Task requirements:
Copy out the whole listing exactly as written, leaving the pictures behind.

* start Source records *

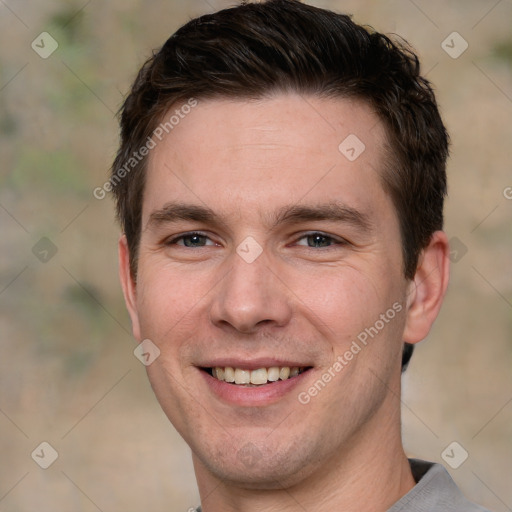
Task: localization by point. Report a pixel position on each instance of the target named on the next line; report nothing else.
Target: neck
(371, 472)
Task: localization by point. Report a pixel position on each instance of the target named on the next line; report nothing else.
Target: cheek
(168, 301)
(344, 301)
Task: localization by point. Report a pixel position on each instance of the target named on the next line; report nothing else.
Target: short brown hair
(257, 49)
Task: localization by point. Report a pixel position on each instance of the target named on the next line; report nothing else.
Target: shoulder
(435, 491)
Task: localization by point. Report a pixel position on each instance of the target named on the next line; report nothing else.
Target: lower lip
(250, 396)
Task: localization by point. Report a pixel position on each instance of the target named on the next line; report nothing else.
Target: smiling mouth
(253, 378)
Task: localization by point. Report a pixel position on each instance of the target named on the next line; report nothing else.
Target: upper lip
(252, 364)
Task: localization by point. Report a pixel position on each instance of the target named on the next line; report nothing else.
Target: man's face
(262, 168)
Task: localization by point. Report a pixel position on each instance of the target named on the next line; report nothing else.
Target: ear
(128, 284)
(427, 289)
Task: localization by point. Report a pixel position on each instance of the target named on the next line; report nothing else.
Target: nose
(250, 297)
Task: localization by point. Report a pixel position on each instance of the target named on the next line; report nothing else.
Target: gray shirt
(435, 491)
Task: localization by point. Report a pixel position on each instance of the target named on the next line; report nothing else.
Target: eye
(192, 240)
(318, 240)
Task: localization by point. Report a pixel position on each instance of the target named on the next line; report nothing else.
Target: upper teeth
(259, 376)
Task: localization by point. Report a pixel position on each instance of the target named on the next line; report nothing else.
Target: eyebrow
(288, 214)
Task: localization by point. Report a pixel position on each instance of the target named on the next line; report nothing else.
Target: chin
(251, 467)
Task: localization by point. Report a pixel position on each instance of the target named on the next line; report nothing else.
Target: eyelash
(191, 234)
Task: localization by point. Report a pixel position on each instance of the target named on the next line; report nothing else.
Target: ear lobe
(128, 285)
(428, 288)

* end Source records *

Written response:
Task: localization by point. Report a pixel position on each instance of the target named on the next line; report nothing else.
Target: neck
(371, 472)
Task: localization by point. Report a pixel position on each instance of the target named on the next line; report nothing else.
Target: cheek
(168, 301)
(344, 301)
Task: localization by point. Report a pixel position on each instance of the target named on the next line; report nothing else.
Target: short brown hair
(257, 49)
Task: localization by point. Report a pixel position on each instance of the target named on the next line; report nothing else.
Target: shoulder
(435, 491)
Task: localization by point. Report a pixel position on each instance of the target named on the next line; report nothing else.
Target: lower lip
(250, 396)
Task: localization by point. Report a pixel position on each instance of the target named on the next line; report nothing else.
Target: smiling mouth
(253, 378)
Task: localization by point. Report a pixel position on each instance of the target named on the next line; report nothing else.
Target: upper lip
(252, 364)
Task: localization by point. Report a pixel position on each instance of the target named on the next line; report nothing else.
Target: man's face
(262, 168)
Task: localization by point. Report a pixel position on each instance of the target named on the next line; report nothing else.
Target: ear
(128, 284)
(427, 289)
Task: localization by point. Report a pixel position on each instance of the target named on the next line; report nothing else.
Target: nose
(250, 297)
Task: localization by point. Report a pixel position on each instance of the target named on the next line; report nothing else.
Target: gray shirt
(435, 491)
Task: localization by point. Report a pixel position on each instance of the target named on the next line; report nothing else.
Target: eye
(192, 240)
(318, 240)
Task: localization by point. Report a pixel position on each instance of the target named on the next line; report nothing else.
Target: upper teeth
(259, 376)
Task: localization by point. Report a pixel position on each instance of the target named on the next line; report nothing else.
Target: eyebrow
(288, 214)
Task: localization by point. Report a pixel position on each instance of the target named on the next line; report nothing else.
Target: chin
(251, 467)
Task: localization by point. Report a pixel position on each instance of the target named on the next line; report nothing else.
Target: eyelash
(191, 234)
Task: localization by point. Report a pixel position on each instance of the target named on the next line; report nothing else.
Target: ear lobe
(128, 285)
(428, 288)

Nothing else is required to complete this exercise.